GIVEN REQUEST 1 >>
In the account of QAD's customer database, why did building an accurate customer and prospect database become the top priority for Lodato's team?
[start of READING TEXT]
Michael Lodato, Executive VP & Chief Marketing Officer for QAD Inc (Nasdaq: QADI), likes to tell the "72% horror story."
Here's how it goes - two years ago when Lodato joined QAD, he was dismayed that the existing database only had complete contact info for about 40% of QAD's customers and active prospects. But, he figured, it's better to have something than nothing at all.
So, he hired a telemarketing firm to run a quick data accuracy campaign, contacting names in the database to make sure they were still in their stated jobs, etc.
A week later the telemarketing firm turned in their results, "You have 72% data accuracy," they said. "Great!" said Lodato. "No, we mean that in a bad way. We couldn't confirm that 72% of the records in your database are still in that role in their company, or even if they are real people."
Lodato realized this must be one of the key factors behind the fact that the company had had declining profits and revenues for the previous four years. Building a useful, accurate customer and prospect database became his team's top priority.
[end of READING TEXT]
GIVEN REQUEST 2 >>
Take the part of the records that begins with the line containing "of the night" and continues through the end of the records, and write it out again with the requests included and every point coordinate shifted by -87. Give only those lines.
[start of RECORDS FOR THIS TASK]
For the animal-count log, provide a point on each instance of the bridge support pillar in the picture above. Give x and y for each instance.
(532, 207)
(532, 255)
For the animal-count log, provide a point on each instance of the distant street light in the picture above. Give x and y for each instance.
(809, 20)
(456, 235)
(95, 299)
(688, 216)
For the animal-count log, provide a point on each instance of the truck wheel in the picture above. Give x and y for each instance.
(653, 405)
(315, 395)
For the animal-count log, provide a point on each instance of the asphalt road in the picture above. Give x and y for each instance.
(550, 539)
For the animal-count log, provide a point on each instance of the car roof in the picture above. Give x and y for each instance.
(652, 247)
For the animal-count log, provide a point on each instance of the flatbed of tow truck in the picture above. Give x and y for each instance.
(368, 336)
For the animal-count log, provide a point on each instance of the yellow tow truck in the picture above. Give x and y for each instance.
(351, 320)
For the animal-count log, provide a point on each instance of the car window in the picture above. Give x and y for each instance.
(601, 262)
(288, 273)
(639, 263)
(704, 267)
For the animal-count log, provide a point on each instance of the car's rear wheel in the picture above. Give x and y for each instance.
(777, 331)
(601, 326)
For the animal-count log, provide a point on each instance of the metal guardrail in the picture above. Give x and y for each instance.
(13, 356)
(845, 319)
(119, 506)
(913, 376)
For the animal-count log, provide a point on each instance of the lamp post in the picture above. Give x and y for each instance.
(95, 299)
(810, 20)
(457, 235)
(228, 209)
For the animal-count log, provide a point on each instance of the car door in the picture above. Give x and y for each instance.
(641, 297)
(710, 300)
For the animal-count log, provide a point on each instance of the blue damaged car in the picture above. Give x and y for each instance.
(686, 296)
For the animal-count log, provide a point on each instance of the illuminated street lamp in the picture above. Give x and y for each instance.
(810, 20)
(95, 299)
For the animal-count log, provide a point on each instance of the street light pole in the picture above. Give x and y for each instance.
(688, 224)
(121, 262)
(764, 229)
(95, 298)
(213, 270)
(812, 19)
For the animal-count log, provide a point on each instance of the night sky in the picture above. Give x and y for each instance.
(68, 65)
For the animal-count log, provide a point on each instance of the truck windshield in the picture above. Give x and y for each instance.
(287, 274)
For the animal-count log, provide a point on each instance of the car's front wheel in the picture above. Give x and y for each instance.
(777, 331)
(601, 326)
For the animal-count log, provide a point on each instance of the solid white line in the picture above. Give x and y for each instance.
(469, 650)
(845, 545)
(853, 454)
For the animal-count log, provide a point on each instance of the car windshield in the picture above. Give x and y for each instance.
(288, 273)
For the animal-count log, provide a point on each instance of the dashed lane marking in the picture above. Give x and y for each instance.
[end of RECORDS FOR THIS TASK]
EXPECTED ANSWER 1 >>
Lodato realized that the database's poor accuracy must be one of the key factors behind the company's declining profits and revenues over the previous four years. That is why building a useful, accurate customer and prospect database became his team's top priority.

EXPECTED ANSWER 2 >>
For the animal-count log, provide a point on each instance of the night sky in the picture above. Give x and y for each instance.
(-19, -22)
For the animal-count log, provide a point on each instance of the truck windshield in the picture above. Give x and y for each instance.
(200, 187)
For the animal-count log, provide a point on each instance of the car's front wheel in the picture above. Give x and y for each instance.
(690, 244)
(514, 239)
For the animal-count log, provide a point on each instance of the solid white line in the picture above. Give x and y for each instance.
(382, 563)
(758, 458)
(766, 367)
For the animal-count log, provide a point on each instance of the car windshield in the picture above. Give x and y for each instance.
(201, 186)
For the animal-count log, provide a point on each instance of the dashed lane marking in the picture above. Give x and y for each instance.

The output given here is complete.